■ **Directions**
The answer must consist of every line in the data that contains "person".

■ **Source material**
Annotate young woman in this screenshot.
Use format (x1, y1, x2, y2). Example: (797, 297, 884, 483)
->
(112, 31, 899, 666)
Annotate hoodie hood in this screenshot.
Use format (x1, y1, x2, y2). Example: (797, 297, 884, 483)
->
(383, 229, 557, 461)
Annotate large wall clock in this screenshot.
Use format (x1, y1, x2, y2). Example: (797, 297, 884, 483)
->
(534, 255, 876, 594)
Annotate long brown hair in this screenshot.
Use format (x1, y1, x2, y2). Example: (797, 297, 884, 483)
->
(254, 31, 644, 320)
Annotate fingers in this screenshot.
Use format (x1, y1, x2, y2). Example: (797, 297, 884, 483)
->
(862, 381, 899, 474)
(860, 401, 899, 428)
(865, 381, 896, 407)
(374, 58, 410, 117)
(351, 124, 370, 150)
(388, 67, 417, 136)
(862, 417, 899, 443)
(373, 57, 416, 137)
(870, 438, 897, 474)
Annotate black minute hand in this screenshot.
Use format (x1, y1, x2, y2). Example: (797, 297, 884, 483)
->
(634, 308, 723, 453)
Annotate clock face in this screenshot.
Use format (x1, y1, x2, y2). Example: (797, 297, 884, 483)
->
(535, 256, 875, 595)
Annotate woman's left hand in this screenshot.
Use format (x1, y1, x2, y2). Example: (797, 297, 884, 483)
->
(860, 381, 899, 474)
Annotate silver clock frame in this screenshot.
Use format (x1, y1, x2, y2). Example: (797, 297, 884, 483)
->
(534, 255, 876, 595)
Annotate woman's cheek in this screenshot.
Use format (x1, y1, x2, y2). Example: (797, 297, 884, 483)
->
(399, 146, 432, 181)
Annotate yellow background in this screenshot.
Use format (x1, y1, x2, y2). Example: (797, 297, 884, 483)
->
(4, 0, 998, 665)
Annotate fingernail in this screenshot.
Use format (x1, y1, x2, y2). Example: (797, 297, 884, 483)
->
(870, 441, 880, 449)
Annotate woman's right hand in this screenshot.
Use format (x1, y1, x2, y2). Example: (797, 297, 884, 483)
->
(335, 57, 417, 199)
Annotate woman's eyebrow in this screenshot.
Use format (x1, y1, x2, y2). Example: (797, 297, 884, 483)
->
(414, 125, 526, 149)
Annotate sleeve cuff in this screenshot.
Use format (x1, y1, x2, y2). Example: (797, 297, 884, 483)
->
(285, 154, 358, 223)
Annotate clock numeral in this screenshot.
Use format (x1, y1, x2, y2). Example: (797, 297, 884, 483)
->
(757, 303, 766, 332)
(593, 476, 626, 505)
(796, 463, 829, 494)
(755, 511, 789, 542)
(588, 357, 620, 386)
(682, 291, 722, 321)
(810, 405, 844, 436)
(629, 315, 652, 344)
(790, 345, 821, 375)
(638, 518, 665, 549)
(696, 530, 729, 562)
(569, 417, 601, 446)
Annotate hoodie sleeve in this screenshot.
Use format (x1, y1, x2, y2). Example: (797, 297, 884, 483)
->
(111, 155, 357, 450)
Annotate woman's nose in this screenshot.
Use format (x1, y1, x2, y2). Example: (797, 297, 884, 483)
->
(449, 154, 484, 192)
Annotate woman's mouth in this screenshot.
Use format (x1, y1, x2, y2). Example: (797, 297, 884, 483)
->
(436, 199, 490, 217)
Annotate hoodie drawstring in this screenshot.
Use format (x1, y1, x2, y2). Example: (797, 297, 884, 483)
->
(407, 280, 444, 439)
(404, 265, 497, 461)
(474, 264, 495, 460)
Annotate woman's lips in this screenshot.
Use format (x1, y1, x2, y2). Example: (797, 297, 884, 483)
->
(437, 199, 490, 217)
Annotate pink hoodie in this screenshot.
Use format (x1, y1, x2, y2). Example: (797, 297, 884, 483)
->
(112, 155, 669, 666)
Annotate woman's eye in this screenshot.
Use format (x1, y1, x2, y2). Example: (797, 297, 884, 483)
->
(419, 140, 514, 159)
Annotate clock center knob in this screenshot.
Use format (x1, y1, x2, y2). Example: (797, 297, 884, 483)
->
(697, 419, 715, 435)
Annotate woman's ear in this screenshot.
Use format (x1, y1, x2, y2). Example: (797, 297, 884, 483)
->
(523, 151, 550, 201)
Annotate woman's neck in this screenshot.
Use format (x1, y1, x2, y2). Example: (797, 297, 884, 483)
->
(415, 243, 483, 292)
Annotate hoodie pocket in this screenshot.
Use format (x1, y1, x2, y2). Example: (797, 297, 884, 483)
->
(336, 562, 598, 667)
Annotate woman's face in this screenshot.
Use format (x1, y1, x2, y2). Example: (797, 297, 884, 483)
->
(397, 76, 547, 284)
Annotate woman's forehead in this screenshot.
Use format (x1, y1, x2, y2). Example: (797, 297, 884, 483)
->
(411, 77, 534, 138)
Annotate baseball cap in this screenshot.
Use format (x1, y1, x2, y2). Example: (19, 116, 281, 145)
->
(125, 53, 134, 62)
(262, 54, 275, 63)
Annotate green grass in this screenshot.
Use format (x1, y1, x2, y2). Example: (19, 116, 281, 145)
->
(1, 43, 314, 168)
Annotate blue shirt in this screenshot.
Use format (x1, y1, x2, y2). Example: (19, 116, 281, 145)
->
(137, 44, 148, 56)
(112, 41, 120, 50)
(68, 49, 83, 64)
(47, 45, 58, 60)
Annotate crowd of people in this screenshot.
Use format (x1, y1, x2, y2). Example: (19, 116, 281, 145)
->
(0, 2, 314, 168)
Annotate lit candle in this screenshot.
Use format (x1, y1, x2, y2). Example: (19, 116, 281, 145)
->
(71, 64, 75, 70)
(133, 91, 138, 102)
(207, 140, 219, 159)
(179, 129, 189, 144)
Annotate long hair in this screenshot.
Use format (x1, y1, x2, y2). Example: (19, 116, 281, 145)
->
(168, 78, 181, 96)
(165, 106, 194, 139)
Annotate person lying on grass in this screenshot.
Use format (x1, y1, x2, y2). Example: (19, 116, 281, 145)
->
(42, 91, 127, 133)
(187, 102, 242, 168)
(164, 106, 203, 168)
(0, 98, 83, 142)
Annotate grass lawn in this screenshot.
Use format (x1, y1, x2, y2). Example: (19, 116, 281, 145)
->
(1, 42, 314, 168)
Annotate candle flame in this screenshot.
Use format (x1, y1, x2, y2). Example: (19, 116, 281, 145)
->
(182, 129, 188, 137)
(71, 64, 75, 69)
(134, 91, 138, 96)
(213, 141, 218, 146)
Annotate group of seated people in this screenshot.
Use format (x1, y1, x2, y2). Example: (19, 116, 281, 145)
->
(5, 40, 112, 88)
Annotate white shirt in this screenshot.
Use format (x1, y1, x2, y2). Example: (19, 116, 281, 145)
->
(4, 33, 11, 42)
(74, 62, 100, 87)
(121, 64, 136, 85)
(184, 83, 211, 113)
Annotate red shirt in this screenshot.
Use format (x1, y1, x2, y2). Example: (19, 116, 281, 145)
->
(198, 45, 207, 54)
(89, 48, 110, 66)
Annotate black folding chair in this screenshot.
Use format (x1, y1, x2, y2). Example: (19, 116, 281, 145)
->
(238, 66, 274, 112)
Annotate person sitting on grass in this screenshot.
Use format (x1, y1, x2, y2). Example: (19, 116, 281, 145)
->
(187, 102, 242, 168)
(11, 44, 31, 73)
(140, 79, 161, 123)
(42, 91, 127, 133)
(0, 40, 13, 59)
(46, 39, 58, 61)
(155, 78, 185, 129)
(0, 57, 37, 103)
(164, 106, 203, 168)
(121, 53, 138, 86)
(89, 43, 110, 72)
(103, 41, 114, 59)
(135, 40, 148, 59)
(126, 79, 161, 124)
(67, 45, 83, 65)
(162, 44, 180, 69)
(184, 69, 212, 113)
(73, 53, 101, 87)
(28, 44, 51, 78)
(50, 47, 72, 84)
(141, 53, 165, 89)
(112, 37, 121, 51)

■ **Task response**
Annotate person lying on grass in this screenshot.
Annotate person sitting on grass in this screenshot.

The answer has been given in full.